_GIVEN PASSAGE_.
Content starts
= Umu Chromotest =

Biological assay to assess the genotoxic potential of chemical compounds

For pharmacology and genetics, the Umu Chromotest, first developed and published by Oda et al., is a biological assay (bioassay) to assess the genotoxic potential of chemical compounds. It is based on the ability of DNA-damaging agents to induce the expression of the umu operon. In connection with the damage inducible (din) genes recA, lexA and umuD, the umuC gene is essentially involved in bacterial mutagenesis through the SOS response.

This test uses an operon fusion placing the lac operon (responsible for producing β-galactosidase, a protein which degrades lactose) under the control of the umu-related proteins. A simple colorimetric test is possible by adding a lactose analog which is degraded by β-galactosidase, producing a colored compound which can be measured quantitatively through spectrophotometry. The degree of color development is an indirect measure of the β-galactosidase produced, which itself is directly related to the amount of DNA damage.

The Umu Chromotest has the added advantage of having its procedure codified under ISO 13829 "Water Quality- Determination of genotoxicity of water and waste water using the umu-test". Although genotoxicity cannot be linked directly to the development of cancer in humans, a strong correlation between genotoxic effects in bacteria and their mutagenic and tumor-initiating properties in mammals has been shown to exist.

==Theory==
Salmonella typhimurium TA 1535 [pSK 1002] bacteria are exposed to potentially genotoxic test compounds in a 96-well microplate. If genotoxic lesions are produced in the bacterial genome, the umuC gene is induced as part of the general SOS response. The plasmid pSK1002 contains the umuC gene fused to the lacZ reporter gene, much like the fusion in the SOS Chromotest. The induction of the umuC-gene is thus a measure for the genotoxic potential of the sample. Since the umuC-gene is fused with the lacZ-gene for β-galactosidase, the induction of the umuC-gene can be easily assessed by determination of the β-galactosidase activity, measured by the conversion of a colorless ONPG substrate (o-nitrophenyl-β-D-galactopyranoside) to the yellow product o-nitrophenyl by the lacZ-encoded B-galactosidase.

As the SOS response is a general response to genotoxic lesions, one strain of S. typhimurium with the appropriate reporter gene construct is sufficient to identify all classes of bacterial genotoxins. As with other bacterial genotoxicity and mutagenicity assays, compounds requiring metabolic activation for activity can be investigated with the addition of S9 microsomal rat liver extract.

==Procedure==
S. typhimurium bacteria in the exponential phase of growth are exposed for 2 hours to decreasing concentrations of test sample in triplicate, including positive and negative controls, as well as blanks. After 2 hours, the exposure cultures are diluted into fresh growth media and allowed to grow for a further 2 hours. The induction of the umuC gene and fused lacZ reporter gene and subsequent expression of β-galactosidase is assessed after lysis of the bacteria. Colorless ONPG is converted to the yellow product o-nitrophenyl in the presence of the induced β-galactosidase. The intensity of the colour correlates with the amount of the induced protein and thus genotoxic potency of the test sample.
Content ends
_WORK REQUIRED_. Write out the text on the Umu Chromotest word for word from "As the SOS response" to "rat liver extract.".

_Saved data entries_.
Content starts
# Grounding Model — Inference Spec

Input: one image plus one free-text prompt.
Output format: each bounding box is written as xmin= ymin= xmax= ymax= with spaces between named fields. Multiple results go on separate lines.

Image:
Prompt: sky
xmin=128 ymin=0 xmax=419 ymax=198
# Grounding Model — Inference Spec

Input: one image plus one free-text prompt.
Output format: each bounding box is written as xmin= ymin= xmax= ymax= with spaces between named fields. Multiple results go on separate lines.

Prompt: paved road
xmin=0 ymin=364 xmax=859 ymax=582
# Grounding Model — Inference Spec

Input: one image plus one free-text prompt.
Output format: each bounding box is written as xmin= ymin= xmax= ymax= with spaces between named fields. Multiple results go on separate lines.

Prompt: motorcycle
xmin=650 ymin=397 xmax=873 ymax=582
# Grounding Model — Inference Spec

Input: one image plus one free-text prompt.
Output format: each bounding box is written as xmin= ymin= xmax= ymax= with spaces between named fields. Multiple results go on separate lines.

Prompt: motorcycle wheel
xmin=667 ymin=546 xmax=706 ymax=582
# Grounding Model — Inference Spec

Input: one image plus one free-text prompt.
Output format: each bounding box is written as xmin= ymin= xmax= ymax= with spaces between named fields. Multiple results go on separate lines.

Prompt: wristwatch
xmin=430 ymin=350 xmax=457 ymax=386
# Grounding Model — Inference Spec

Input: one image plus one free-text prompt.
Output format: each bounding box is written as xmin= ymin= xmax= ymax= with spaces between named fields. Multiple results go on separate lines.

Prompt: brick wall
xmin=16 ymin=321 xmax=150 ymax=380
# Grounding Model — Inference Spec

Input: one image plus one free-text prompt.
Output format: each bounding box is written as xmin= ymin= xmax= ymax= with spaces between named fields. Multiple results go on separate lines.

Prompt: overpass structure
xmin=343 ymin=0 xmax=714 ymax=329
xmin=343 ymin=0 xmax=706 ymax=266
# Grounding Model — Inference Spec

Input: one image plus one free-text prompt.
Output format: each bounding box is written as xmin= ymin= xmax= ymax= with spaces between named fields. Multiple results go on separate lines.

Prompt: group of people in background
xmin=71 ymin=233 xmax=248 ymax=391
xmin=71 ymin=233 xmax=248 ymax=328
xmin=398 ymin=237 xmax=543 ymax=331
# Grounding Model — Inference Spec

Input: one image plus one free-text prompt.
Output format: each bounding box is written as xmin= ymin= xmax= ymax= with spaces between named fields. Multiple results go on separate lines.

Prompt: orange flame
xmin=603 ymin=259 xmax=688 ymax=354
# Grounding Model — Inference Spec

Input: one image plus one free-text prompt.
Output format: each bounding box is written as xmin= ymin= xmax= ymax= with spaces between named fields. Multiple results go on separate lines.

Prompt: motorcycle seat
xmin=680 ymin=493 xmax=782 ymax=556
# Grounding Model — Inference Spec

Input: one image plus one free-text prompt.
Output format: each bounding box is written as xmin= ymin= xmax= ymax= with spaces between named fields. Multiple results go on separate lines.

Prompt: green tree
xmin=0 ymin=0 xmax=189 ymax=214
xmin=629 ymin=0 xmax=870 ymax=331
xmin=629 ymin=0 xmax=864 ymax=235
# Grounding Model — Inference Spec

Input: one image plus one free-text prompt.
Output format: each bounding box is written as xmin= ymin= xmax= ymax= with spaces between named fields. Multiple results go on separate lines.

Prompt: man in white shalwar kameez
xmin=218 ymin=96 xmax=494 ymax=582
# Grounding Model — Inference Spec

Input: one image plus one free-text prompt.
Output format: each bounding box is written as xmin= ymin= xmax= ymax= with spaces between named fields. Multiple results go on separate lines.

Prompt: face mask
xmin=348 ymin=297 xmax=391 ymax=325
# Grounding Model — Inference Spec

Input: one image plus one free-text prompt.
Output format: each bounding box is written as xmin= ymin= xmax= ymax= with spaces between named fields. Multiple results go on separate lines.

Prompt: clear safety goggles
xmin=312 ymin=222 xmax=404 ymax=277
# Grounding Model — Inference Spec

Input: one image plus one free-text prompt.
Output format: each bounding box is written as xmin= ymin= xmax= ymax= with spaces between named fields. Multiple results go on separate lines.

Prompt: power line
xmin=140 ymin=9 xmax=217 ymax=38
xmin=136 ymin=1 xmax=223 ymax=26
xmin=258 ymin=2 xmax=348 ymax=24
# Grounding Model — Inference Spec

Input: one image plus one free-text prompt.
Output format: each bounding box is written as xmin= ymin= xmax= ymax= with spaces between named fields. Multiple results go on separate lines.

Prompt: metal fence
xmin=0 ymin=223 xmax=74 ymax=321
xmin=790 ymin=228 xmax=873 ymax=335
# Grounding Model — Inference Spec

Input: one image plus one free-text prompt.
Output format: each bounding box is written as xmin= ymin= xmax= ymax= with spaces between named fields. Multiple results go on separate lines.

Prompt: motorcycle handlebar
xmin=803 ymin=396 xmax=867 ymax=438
Content ends
_RESPONSE TO THIS EXERCISE_.
As the SOS response is a general response to genotoxic lesions, one strain of S. typhimurium with the appropriate reporter gene construct is sufficient to identify all classes of bacterial genotoxins. As with other bacterial genotoxicity and mutagenicity assays, compounds requiring metabolic activation for activity can be investigated with the addition of S9 microsomal rat liver extract.